Reading text:
Acadia has been at NIH for two weeks now, and yes, it has taken me this long to get around to updating everyone. I can't really think of an excuse except that maybe I've been trying not to think about it too hard. And that's kind of what blogging is all about.
The first two weeks went by quickly and without incident. Cadi sounded really good on the phone, and especially after decreasing one of her meds, she seemed to brighten up quite a bit and was more talkative. The nurses reported no problems with her and were impressed with how she had warmed up and made friends with the other kids. A 9 year old boy arrived a few days after Cadi, and they quickly became buddies. She's also become good friends with a 13 year old girl and they play, draw, and laugh together. God has been so good in matching these kids up to be there at the same time. It has made a big difference for all of them to have friends while they are away from home. I've also been able to meet all of their parents and had a chance to spend some time talking with one mom while we were staying at the Children's Inn. The Inn is set up to be a "home away from home" for children and their families, and the kids really take that to heart by making friends quickly and running around like they own the place! While I'm curled up in a chair by the fire talking to another mom who's daughter is in the same unit as Cadi, the girls are giggling and playing with toys in the play nook under the stairs, taking a break from being patients and just being kids. It's such an amazing place and I am giving God all the glory for providing it and using it to meet our needs and show us his love during this time.

Source information:
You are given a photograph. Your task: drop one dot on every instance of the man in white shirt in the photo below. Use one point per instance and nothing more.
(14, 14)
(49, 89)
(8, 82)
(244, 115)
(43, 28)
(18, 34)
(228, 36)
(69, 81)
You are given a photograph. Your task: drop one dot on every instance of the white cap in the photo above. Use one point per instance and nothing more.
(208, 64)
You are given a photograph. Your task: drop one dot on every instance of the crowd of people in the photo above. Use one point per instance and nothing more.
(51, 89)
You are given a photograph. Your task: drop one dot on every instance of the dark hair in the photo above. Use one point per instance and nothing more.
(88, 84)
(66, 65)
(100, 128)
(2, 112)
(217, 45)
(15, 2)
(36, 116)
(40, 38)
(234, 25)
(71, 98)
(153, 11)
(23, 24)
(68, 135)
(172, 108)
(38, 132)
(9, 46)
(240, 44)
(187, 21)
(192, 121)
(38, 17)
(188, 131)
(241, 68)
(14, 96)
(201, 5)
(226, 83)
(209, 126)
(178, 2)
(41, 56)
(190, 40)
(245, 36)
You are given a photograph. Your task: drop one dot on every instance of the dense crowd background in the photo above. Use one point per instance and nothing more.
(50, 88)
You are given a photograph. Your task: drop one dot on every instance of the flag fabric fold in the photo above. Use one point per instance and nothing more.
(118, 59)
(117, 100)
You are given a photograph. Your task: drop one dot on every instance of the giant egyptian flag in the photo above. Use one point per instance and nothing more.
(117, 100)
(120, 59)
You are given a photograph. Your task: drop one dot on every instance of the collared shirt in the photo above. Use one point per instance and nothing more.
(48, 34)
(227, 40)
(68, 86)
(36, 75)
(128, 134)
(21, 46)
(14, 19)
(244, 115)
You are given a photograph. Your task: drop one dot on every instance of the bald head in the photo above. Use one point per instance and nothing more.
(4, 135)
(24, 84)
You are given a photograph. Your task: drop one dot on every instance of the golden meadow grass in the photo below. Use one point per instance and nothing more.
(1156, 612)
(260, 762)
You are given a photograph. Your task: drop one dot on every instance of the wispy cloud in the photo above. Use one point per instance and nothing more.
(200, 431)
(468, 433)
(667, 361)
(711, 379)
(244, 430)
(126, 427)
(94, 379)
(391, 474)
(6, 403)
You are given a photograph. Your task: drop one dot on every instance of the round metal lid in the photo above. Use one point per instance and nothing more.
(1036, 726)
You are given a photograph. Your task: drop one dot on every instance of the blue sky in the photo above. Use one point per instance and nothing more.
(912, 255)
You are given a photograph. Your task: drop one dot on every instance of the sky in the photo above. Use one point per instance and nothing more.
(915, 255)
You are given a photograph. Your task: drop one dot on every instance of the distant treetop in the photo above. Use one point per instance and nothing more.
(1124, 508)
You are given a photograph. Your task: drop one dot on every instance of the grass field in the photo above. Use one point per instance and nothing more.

Your objective:
Reproduce word for word the passage of the post about Acadia's stay at NIH, starting at "Acadia has been" and ending at "is all about.".

Response area:
Acadia has been at NIH for two weeks now, and yes, it has taken me this long to get around to updating everyone. I can't really think of an excuse except that maybe I've been trying not to think about it too hard. And that's kind of what blogging is all about.